── Supplied material

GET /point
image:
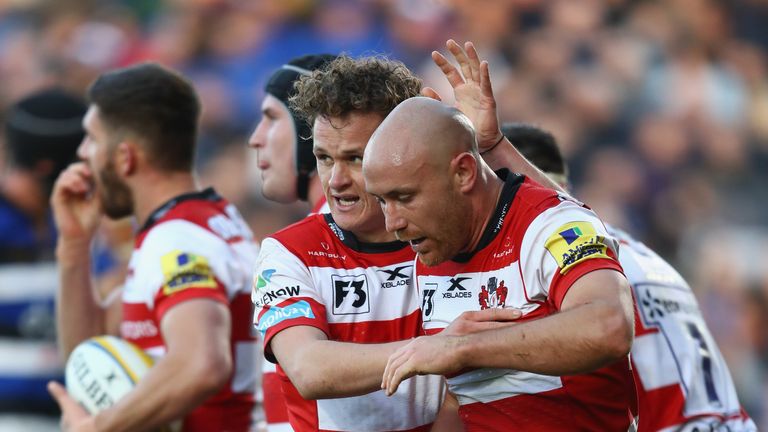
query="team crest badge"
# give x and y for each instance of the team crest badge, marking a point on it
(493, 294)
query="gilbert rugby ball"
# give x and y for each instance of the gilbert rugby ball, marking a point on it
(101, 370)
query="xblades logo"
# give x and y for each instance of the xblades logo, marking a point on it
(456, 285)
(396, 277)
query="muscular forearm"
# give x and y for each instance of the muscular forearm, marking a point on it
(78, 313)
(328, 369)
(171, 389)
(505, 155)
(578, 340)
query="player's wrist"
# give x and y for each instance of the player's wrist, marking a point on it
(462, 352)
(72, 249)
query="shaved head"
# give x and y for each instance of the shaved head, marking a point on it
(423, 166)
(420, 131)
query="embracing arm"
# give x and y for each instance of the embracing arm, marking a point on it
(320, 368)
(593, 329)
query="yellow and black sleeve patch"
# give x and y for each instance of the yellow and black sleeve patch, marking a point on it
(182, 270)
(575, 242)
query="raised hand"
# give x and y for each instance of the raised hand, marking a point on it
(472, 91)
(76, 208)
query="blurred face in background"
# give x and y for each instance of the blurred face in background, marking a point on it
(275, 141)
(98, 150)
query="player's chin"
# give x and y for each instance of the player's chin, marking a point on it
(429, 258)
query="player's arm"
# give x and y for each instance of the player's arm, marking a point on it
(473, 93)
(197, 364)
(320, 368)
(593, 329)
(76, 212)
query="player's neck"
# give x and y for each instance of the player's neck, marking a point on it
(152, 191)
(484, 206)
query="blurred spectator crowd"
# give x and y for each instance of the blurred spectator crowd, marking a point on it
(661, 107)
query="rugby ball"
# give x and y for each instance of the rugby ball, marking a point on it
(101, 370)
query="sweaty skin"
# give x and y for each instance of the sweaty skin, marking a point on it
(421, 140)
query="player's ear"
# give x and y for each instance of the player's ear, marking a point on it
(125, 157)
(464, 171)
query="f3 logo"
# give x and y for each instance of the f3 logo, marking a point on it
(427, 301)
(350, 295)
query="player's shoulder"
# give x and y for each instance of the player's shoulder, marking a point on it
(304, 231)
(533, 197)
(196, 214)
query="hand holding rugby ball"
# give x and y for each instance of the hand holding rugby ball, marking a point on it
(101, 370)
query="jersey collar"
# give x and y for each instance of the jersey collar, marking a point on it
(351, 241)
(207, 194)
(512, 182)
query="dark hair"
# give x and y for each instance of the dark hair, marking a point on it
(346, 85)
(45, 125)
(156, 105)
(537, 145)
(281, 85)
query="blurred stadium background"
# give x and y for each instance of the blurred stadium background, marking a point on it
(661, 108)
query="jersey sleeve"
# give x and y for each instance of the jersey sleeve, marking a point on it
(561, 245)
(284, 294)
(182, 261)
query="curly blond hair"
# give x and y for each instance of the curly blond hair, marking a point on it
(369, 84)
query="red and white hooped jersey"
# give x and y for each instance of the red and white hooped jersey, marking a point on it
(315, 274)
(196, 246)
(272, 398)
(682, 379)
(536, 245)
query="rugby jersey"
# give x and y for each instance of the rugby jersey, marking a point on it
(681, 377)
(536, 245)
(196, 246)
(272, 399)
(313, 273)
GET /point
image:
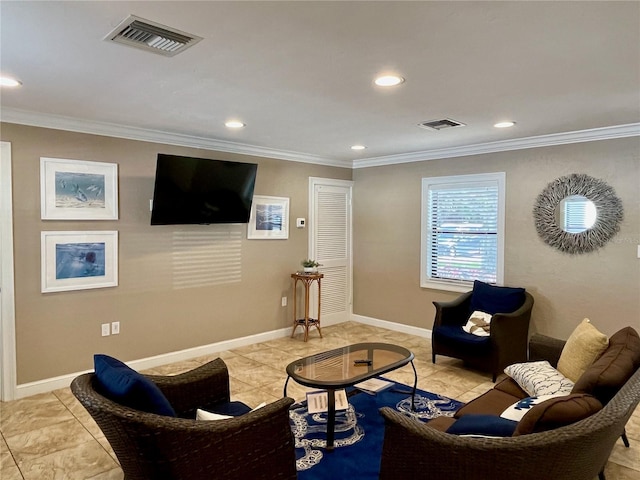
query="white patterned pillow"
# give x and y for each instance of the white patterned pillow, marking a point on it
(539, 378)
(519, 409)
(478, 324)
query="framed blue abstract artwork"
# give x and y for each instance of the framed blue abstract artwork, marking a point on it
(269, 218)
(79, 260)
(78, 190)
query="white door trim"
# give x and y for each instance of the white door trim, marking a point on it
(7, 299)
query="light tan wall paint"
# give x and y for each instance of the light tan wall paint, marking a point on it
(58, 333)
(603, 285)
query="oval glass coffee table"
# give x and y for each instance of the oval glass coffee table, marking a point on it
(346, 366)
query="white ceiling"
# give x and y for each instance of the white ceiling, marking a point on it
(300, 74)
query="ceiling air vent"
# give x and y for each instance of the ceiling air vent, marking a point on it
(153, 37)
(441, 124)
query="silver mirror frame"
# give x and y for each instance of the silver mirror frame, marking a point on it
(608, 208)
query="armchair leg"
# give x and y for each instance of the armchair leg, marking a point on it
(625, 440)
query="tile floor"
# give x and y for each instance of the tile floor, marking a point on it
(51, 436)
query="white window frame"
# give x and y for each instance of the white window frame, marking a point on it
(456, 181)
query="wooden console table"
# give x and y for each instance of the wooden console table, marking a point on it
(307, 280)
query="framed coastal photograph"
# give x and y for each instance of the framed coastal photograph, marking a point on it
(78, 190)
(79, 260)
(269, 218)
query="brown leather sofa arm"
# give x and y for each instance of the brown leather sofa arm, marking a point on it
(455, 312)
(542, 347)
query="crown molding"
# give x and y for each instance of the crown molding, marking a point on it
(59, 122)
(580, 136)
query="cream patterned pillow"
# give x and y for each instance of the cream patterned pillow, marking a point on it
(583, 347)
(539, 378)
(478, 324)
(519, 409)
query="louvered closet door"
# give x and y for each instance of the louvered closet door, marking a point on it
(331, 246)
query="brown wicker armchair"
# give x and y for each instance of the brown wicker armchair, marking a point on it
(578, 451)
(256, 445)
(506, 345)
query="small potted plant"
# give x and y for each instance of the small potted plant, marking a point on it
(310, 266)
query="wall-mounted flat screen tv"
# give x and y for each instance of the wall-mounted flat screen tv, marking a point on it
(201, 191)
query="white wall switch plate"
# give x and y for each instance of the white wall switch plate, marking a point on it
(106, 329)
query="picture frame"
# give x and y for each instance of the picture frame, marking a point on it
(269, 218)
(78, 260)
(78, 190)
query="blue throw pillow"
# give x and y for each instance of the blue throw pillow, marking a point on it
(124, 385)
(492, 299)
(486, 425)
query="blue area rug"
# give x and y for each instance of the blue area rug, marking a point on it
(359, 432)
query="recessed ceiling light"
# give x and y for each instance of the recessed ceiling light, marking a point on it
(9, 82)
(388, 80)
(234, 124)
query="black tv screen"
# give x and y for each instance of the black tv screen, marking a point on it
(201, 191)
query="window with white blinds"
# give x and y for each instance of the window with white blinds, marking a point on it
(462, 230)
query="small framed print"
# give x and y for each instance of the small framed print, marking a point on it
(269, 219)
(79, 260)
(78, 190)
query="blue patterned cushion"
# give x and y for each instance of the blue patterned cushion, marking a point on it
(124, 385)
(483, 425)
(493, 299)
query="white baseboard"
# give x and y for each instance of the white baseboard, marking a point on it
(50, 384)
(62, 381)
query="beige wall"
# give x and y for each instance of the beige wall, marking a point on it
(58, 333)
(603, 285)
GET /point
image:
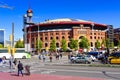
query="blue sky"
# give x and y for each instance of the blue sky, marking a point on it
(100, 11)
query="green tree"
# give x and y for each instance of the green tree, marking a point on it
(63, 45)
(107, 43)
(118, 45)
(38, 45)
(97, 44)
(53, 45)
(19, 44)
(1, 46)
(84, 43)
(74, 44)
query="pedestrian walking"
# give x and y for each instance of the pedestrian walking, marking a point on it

────
── Supplied material

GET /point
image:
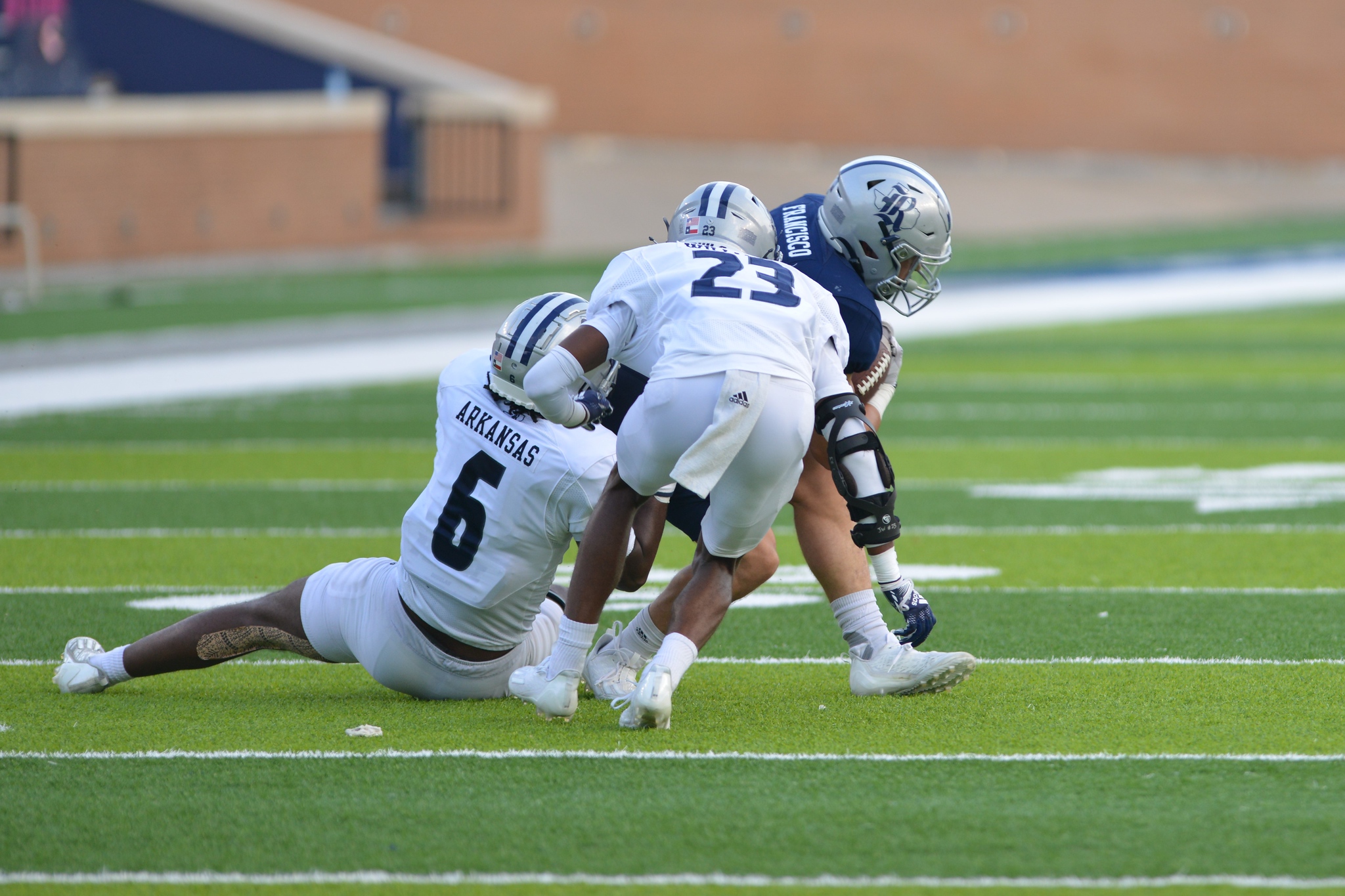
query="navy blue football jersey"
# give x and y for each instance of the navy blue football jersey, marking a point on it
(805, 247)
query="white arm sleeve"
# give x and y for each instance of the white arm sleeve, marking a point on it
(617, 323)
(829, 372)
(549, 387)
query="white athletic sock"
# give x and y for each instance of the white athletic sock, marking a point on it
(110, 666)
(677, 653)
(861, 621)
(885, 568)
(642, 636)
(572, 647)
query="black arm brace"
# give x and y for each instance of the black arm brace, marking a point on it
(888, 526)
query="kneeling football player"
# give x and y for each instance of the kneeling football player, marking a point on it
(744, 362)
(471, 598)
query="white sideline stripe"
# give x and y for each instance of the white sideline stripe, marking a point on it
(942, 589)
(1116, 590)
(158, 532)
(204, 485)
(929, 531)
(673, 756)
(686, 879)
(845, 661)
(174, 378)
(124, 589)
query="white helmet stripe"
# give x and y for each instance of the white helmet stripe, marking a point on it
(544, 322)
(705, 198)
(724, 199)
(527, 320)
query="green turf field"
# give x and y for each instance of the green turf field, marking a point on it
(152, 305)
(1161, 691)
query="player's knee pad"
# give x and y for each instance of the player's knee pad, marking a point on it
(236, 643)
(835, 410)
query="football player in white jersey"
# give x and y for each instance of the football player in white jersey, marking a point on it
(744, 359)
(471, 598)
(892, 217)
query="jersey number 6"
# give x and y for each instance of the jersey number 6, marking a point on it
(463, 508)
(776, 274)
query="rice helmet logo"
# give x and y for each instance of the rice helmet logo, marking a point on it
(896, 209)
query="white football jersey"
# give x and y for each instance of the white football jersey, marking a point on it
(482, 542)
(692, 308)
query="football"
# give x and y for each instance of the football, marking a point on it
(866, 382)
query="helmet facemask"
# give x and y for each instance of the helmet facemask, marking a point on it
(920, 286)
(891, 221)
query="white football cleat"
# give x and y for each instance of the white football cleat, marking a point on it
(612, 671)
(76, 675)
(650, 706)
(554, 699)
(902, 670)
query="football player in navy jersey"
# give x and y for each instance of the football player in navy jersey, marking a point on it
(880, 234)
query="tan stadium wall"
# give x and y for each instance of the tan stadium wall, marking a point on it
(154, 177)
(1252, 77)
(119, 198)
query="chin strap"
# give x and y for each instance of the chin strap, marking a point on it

────
── Supplied material

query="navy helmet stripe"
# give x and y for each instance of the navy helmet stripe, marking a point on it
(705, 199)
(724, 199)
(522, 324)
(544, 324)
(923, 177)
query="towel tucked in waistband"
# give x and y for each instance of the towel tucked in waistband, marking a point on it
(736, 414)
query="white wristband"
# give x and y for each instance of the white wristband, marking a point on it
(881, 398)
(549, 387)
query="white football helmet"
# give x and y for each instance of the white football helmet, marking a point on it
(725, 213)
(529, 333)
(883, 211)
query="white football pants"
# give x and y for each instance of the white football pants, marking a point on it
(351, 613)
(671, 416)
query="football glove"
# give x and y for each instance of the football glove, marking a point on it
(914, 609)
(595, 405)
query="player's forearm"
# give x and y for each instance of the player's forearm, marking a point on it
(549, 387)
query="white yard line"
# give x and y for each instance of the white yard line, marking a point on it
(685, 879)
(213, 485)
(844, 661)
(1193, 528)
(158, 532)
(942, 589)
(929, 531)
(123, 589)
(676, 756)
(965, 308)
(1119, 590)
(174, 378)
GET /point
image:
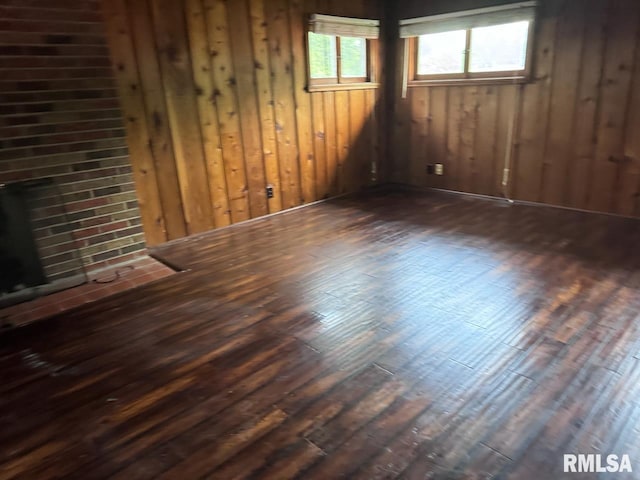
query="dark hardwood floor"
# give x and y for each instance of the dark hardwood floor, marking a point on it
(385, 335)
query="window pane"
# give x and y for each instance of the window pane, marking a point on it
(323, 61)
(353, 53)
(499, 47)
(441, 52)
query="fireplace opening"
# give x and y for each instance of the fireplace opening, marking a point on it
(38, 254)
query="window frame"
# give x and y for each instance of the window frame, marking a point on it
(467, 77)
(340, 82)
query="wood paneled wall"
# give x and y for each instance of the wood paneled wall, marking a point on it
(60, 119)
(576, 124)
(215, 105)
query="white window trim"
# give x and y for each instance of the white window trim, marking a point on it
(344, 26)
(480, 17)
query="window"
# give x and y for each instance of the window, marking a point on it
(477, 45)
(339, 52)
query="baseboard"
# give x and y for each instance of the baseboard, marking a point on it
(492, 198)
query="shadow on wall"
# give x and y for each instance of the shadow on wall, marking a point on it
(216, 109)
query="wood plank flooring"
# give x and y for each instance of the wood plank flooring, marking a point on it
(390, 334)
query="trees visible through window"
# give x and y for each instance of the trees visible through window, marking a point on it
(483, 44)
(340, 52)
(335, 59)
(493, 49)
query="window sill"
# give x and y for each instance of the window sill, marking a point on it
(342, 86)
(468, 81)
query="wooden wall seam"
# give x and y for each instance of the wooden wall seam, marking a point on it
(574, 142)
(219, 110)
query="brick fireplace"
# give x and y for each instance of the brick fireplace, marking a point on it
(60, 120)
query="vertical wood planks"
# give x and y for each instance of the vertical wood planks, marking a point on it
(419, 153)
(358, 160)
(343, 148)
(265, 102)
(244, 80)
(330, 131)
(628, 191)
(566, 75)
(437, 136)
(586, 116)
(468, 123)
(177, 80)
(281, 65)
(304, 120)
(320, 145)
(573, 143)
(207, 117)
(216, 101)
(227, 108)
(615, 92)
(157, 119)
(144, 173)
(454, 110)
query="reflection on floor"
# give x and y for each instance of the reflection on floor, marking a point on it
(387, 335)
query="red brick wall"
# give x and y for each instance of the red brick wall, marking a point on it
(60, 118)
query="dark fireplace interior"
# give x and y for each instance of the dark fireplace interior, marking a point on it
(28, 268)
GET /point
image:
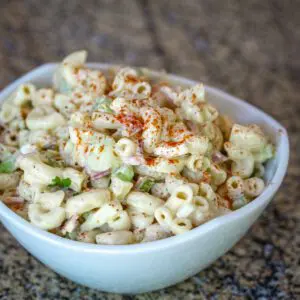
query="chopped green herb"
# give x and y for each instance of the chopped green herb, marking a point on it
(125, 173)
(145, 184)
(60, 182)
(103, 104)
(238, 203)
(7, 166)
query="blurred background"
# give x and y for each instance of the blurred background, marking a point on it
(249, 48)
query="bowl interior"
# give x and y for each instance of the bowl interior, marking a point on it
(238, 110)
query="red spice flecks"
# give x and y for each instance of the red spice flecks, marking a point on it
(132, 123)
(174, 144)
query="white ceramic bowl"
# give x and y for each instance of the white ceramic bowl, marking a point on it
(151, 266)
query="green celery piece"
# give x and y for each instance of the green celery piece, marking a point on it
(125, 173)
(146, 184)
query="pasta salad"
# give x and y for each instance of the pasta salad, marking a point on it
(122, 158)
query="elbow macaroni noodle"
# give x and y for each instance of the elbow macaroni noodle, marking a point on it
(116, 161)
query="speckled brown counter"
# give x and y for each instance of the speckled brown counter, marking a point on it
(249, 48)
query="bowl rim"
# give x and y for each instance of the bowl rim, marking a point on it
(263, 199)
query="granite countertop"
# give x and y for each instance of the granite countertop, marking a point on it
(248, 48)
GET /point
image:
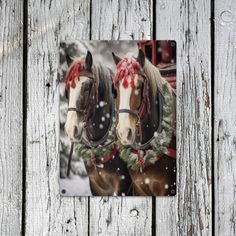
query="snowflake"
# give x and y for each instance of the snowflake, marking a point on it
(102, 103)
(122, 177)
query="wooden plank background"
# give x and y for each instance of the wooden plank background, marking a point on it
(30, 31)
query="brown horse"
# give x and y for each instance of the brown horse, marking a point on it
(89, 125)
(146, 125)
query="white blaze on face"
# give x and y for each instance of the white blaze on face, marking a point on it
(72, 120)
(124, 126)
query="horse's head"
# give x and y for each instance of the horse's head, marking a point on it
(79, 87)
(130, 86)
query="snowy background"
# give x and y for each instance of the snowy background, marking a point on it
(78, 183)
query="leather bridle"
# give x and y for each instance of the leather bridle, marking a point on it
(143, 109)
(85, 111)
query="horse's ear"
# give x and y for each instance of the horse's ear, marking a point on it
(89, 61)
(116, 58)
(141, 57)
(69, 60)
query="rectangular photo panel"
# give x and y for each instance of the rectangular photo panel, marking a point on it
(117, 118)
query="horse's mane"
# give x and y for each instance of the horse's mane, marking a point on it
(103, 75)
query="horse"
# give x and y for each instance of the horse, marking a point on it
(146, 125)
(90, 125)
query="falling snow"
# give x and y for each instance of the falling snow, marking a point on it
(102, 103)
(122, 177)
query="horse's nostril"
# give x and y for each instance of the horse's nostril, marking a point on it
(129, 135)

────

**Work order**
How many of the lines above include the word "strap"? Give that number without comment.

**Response**
2